───── TEXT UNDER STUDY
Latency
Understand and optimise AICredits latency. Benchmarks, latency sources, and tips for reducing time-to-first-token.
Use this page with an AI assistant
Opens a new chat with this docs URL and the correct AICredits base URLs.
This page covers where latency comes from in the AICredits request path, typical benchmarks, and how to optimise your integration.
Request Flow
Every request passes through these steps before the first token is returned:
| Step | Typical Latency | Notes |
|---|---|---|
| API key validation | < 2ms | Redis cache hit; ~10ms on cache miss |
| Rate limit check | < 1ms | Redis counter increment |
| Guardrails (PII masking) | 2–5ms | Only when enabled |
| Provider routing | < 1ms | Health check from in-memory state |
| Provider network + TTFT | 100ms–5s | Varies by model and provider |
The AICredits overhead (all steps except the last) is typically under 10ms.
Time to First Token (TTFT)
TTFT is the dominant latency component for chat completions and scales with:
- Model size — larger models are slower (GPT-4o > GPT-4o-mini, Claude Sonnet > Haiku)
- Prompt length — longer prompts take longer to process
- Provider load — shared capacity; higher during peak hours
Typical TTFT ranges by model:
| Model | Typical TTFT |
|---|---|
| gpt-4o-mini | 150–400ms |
| gpt-4o | 300–800ms |
| anthropic/claude-haiku-4.5 | 200–500ms |
| anthropic/claude-sonnet-4.6 | 400–1200ms |
| gemini-2.0-flash | 200–600ms |
| deepseek-chat | 300–900ms |
Tips for Lower Latency
Use Streaming
For user-facing applications, always enable streaming (stream: true). The user sees the first token in 200–500ms instead of waiting for the full response. Total generation time is the same, but perceived latency is much lower.
Choose a Faster Model
For low-latency use cases, use a smaller, faster model:
# High-latency: overkill for classification tasks
response = client.chat.completions.create(model="anthropic/claude-sonnet-4.6", ...)
──────────
───── EXERCISE DATA
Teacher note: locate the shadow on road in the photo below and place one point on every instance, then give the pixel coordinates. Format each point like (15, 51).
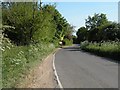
──────────
§ **TASKS TO CARRY OUT**:
1. Decide whether each statement agrees with the AICredits latency page. Answer yes or no and quote the words from the page that settle it.
(a) Apart from the provider step, AICredits adds typically less than 10ms to a request.
(b) Enabling streaming shortens the total generation time.
(c) PII masking runs on every request.
2. Carry the AICredits latency page forward, starting after its last line of code.
The data shown above is separate material and has no connection to the AICredits latency page.

§ **ANSWERS TO THIS EXERCISE**:
1.
(a) Yes: "The AICredits overhead (all steps except the last) is typically under 10ms."
(b) No: "Total generation time is the same, but perceived latency is much lower."
(c) No: "Only when enabled"

2.
# Low-latency: right-sized for simple tasks
response = client.chat.completions.create(model="openai/gpt-4o-mini", ...)Keep Prompts Short
Longer prompts increase TTFT. For RAG applications, retrieve only the most relevant chunks rather than sending the entire document corpus. For Claude models, use Prompt Caching to avoid re-processing long, repeated context.
Use Semantic Caching
For applications with repetitive queries, Semantic Caching returns cached responses in under 50ms — bypassing the provider entirely.
Place Geographically Close
AICredits is hosted in India. If your users or servers are in India or Southeast Asia, you benefit from lower network latency to the API endpoint (api.aicredits.in).
Latency Debug Headers
When ENABLE_DEBUG_HEADERS is set on the server, responses include latency breakdown headers:
| Header | Description |
|---|---|
X-AICredits-Provider | Which provider served the request |
X-AICredits-Model | Actual model used (may differ if rerouted) |
X-AICredits-Cache | hit, miss, or disabled (semantic cache) |
Debug headers are only available on accounts with debug mode enabled. Contact support to enable them for your account during development.